Problem to work on — Only the line containing "atop the central upper stem." and the lines after it, through the end of the entries, should be output exactly.

Stored dataset items
▼▼▼
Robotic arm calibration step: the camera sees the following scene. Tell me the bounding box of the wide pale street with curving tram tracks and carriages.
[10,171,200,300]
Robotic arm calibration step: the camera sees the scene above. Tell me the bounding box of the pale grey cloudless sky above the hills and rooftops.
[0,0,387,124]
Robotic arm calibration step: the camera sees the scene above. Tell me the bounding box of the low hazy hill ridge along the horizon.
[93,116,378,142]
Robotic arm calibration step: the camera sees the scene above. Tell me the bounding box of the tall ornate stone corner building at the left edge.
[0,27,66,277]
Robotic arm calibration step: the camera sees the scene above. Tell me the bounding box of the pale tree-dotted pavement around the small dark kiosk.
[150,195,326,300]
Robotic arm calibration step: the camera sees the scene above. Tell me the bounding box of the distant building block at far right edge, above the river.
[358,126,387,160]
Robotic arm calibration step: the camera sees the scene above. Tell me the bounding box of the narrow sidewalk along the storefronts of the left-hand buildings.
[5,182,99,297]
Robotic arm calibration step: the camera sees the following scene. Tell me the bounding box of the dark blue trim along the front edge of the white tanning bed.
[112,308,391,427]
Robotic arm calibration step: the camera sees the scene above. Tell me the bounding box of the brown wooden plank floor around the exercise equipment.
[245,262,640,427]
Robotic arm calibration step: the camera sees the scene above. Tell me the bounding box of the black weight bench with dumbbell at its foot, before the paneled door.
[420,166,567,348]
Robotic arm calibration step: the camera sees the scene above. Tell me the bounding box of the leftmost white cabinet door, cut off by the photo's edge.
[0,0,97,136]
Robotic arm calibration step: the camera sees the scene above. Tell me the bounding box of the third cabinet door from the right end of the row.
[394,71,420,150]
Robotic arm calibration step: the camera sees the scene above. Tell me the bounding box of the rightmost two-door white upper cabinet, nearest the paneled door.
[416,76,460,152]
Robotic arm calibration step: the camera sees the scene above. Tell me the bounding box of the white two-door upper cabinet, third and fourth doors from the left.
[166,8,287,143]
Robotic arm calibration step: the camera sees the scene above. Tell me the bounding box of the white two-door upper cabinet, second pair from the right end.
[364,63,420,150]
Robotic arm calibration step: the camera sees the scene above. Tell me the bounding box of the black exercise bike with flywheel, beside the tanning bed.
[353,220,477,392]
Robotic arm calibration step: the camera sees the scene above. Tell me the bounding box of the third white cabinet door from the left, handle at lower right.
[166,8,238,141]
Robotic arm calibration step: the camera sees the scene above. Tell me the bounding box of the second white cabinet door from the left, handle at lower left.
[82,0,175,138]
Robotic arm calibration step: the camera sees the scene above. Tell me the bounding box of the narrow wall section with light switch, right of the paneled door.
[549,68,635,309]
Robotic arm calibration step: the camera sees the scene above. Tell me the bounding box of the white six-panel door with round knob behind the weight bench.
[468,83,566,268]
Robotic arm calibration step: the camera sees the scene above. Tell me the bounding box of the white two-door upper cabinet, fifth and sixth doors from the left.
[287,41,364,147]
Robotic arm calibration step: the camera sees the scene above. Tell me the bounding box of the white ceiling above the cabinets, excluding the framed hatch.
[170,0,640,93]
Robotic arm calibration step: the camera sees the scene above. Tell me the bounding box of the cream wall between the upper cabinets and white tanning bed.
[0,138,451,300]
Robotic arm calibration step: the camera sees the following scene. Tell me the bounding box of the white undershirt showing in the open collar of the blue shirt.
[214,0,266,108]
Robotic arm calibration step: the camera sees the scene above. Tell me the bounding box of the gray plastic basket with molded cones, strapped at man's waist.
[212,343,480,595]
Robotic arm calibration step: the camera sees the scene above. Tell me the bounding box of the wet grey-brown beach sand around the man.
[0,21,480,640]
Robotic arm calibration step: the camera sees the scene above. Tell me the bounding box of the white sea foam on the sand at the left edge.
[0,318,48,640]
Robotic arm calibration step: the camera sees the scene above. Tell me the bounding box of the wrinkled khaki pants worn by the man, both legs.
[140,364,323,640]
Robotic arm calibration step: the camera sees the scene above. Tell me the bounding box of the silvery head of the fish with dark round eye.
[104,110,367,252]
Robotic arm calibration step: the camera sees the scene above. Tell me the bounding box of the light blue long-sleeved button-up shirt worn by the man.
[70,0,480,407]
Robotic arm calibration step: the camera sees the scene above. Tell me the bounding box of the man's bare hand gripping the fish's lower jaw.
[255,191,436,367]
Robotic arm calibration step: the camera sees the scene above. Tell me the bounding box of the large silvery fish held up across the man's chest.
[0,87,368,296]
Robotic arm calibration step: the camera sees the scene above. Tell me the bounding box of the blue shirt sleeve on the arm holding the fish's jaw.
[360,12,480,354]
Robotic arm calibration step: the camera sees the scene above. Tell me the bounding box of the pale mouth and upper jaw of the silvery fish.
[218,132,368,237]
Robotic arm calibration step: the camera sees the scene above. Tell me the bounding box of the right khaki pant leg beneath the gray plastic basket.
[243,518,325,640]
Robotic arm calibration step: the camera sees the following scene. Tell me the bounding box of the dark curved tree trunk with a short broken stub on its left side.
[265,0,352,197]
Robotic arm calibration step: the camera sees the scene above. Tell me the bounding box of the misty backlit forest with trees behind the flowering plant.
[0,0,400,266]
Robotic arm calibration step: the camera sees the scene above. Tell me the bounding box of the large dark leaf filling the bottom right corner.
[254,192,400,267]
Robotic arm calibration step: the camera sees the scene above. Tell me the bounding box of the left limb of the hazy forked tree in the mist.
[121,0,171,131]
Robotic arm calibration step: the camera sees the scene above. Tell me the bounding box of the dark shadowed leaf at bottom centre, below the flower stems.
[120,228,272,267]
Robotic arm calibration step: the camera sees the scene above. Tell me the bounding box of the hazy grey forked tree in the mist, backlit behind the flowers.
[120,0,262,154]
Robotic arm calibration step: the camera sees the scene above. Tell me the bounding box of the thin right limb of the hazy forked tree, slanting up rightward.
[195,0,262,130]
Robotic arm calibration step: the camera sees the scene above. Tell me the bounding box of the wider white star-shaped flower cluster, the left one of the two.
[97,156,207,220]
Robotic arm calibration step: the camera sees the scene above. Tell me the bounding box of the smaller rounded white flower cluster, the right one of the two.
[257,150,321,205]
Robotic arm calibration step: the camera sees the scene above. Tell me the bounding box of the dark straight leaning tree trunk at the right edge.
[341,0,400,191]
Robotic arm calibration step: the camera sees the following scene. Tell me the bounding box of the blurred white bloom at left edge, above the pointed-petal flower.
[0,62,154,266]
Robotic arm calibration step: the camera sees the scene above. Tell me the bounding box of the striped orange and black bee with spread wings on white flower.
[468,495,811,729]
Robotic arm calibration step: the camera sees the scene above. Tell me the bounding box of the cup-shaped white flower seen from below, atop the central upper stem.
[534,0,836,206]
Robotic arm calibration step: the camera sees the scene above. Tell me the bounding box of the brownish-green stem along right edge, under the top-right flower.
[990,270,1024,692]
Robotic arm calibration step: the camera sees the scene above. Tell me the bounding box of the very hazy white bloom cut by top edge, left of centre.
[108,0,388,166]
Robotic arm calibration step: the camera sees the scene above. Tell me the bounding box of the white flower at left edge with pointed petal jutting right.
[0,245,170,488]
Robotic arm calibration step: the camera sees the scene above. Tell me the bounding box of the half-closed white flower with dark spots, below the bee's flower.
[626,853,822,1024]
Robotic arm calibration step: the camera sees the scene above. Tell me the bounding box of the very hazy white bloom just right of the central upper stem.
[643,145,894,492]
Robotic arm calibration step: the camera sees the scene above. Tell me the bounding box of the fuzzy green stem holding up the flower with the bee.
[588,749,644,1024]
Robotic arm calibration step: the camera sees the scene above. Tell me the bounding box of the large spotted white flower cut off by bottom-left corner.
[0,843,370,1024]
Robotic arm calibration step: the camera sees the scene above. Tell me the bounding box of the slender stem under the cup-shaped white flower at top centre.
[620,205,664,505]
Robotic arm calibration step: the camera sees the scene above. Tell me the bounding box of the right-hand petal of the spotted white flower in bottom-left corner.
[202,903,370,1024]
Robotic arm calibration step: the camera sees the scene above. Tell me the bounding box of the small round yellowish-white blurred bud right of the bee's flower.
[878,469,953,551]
▲▲▲
The completed task —
Robotic arm calibration step: the camera sees the scene above. Tell me the bounding box of the cup-shaped white flower seen from below, atop the central upper stem.
[534,0,836,206]
Robotic arm calibration step: the camera sees the scene above. Tell me the bounding box of the brownish-green stem along right edge, under the top-right flower.
[990,270,1024,692]
Robotic arm calibration step: the camera sees the scene above. Tell me the bounding box of the very hazy white bloom cut by top edge, left of centre.
[108,0,388,166]
Robotic arm calibration step: the camera sees the scene above. Tell me the bounding box of the white flower at left edge with pointed petal jutting right.
[0,245,170,488]
Robotic arm calibration step: the camera sees the scene above. Tell me the bounding box of the half-closed white flower with dark spots, below the bee's flower.
[626,853,822,1024]
Robotic arm calibration step: the camera sees the scene above. Tell me the bounding box of the very hazy white bloom just right of the central upper stem.
[643,145,894,492]
Robotic arm calibration step: the camera sees the scene above. Tell me the bounding box of the fuzzy green stem holding up the flower with the bee.
[588,749,644,1024]
Robotic arm calibration step: the camera sees the scene above. Tell me the bounding box of the large spotted white flower cut off by bottom-left corner.
[0,843,370,1024]
Robotic arm calibration step: the camera sees the scene above. Tell me the bounding box of the slender stem under the cup-shaped white flower at top centre.
[620,205,664,505]
Robotic arm calibration step: the camera sees the scene above. Tell me the bounding box of the right-hand petal of the spotted white flower in bottom-left corner.
[202,903,370,1024]
Robotic arm calibration step: the camera sees the scene above. Tell me the bounding box of the small round yellowish-white blurred bud right of the bee's flower.
[878,469,953,551]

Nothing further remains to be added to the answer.